[Opening Supplied data section]

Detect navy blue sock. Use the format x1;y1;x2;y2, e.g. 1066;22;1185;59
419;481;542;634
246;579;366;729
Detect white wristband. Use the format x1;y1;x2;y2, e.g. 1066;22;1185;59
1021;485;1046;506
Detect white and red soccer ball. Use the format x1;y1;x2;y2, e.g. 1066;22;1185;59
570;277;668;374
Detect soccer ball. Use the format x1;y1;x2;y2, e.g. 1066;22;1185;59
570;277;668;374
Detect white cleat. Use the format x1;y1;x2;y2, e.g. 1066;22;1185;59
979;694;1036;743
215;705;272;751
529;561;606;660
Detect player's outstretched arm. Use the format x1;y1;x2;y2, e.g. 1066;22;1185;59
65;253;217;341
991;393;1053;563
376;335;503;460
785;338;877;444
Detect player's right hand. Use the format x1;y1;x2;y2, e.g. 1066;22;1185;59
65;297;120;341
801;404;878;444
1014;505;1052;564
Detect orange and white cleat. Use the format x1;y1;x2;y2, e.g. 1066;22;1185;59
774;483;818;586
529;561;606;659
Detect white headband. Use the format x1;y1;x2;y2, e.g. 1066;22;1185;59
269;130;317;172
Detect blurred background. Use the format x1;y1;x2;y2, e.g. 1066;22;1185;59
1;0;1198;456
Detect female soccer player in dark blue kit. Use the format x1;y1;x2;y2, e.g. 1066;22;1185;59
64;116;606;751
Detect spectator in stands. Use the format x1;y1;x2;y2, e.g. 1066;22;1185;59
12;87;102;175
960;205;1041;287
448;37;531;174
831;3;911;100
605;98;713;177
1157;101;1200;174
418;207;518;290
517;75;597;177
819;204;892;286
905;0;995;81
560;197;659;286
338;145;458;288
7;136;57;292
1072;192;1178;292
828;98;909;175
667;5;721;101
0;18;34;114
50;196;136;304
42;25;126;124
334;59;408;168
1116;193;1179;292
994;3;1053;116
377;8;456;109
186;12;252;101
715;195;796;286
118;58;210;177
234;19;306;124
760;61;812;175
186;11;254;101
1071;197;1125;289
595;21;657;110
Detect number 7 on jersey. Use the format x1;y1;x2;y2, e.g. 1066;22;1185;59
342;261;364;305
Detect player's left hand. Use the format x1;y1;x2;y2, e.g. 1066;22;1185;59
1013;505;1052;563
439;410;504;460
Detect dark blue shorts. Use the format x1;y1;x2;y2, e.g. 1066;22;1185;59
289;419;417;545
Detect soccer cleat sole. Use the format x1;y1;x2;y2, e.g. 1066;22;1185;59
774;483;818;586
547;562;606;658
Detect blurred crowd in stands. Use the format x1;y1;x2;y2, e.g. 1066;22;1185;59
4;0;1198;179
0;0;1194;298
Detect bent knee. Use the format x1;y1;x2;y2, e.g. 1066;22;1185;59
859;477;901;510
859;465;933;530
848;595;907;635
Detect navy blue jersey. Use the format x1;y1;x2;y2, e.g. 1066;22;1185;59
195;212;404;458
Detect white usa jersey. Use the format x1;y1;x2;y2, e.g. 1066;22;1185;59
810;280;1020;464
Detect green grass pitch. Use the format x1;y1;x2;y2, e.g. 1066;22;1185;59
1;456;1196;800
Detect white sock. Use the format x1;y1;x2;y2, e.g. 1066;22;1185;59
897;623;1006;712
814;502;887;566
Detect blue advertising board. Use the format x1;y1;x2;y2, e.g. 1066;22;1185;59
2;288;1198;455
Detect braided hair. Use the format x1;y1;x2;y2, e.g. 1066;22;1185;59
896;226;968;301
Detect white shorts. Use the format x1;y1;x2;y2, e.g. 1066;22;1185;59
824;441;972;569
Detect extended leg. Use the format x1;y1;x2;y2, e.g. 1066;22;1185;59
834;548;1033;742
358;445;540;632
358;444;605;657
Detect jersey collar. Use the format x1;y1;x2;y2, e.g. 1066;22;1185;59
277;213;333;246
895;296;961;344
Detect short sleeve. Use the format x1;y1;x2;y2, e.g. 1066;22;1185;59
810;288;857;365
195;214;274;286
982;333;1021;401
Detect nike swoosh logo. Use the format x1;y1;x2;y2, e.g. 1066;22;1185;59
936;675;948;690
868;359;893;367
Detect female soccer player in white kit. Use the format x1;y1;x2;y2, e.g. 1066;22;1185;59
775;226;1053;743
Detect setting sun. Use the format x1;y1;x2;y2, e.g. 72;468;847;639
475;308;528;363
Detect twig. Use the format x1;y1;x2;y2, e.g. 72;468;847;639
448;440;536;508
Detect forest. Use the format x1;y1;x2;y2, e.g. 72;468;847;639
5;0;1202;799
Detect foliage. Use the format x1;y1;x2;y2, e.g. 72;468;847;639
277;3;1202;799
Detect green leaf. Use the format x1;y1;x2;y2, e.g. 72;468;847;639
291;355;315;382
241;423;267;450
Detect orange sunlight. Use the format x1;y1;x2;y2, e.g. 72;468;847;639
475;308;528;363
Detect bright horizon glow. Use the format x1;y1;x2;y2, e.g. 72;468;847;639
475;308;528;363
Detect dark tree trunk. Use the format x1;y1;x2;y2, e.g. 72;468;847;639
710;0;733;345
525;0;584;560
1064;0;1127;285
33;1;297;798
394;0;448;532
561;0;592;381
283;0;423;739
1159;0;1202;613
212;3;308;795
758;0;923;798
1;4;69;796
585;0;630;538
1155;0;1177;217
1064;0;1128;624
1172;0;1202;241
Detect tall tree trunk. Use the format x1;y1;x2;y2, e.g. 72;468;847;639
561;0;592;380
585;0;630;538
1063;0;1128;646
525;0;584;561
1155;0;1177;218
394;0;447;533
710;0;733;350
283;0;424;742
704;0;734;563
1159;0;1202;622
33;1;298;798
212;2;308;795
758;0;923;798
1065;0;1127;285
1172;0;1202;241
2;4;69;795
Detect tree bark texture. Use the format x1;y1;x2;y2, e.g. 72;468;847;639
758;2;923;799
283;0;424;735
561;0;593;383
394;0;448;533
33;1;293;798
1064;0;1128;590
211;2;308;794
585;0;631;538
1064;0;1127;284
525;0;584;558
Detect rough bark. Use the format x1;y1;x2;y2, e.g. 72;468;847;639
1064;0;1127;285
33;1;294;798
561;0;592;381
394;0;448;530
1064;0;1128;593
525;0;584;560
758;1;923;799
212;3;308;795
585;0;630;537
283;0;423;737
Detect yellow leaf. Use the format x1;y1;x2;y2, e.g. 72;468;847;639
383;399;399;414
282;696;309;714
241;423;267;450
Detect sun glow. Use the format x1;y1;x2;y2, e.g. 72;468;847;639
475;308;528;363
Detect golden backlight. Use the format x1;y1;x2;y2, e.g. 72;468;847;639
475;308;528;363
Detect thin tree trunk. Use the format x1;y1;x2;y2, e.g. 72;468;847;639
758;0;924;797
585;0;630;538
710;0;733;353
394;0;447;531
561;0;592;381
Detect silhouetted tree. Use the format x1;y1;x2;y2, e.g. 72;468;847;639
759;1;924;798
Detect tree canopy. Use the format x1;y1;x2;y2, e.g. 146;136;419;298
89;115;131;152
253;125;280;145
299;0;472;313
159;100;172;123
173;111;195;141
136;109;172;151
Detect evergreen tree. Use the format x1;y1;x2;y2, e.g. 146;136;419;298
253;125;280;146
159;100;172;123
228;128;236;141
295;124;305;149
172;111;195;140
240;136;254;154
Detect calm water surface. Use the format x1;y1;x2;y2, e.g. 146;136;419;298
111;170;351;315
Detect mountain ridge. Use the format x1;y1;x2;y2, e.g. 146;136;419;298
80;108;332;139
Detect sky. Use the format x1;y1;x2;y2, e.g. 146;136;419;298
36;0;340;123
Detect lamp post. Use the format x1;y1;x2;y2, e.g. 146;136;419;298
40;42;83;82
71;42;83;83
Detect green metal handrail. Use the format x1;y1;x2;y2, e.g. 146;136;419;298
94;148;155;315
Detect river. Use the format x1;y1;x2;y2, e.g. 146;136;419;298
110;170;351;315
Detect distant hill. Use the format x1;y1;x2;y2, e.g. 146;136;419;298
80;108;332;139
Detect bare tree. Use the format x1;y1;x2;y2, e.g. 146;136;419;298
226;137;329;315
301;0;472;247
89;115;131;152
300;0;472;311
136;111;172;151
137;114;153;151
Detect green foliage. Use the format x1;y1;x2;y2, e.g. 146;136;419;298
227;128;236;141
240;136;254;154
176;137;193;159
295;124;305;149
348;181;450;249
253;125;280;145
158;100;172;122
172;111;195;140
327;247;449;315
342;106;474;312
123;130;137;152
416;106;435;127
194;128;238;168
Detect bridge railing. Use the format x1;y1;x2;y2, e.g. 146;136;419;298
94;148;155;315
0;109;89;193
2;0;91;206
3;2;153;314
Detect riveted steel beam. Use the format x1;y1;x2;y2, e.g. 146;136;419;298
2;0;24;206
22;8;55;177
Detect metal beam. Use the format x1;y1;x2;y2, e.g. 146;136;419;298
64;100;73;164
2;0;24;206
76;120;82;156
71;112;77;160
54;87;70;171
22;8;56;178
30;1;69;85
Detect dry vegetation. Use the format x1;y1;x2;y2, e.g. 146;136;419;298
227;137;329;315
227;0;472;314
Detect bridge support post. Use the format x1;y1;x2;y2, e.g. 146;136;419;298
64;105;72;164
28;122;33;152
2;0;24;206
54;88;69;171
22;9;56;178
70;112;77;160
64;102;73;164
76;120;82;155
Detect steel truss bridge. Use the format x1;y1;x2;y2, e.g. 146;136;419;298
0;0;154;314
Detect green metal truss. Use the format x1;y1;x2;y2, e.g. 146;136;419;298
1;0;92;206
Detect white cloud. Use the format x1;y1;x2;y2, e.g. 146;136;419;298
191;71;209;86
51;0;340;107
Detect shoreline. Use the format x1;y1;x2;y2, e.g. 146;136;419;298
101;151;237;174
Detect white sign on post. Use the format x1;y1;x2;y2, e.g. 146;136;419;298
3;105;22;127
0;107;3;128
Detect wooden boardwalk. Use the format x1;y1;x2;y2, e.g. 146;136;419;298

[Closing Supplied data section]

Reproduce exactly the lines from the one with "Detect green metal truss." through the end of the entries above, both ends included.

▸ **Response to this task**:
Detect green metal truss. Use the format x1;y1;x2;y2, e.g. 146;136;419;298
1;0;92;206
Detect white cloud. Use the format x1;y1;x2;y2, e.g. 146;136;419;298
191;71;209;86
51;0;340;107
Detect shoreline. Use the format x1;y1;x2;y2, e.g. 146;136;419;298
101;151;237;174
Detect white sign on post. Use the format x1;y1;x2;y2, e.g. 146;136;419;298
3;105;22;127
0;107;3;128
Detect wooden boardwalk. Use the format x1;y1;x2;y2, e.g. 146;136;419;298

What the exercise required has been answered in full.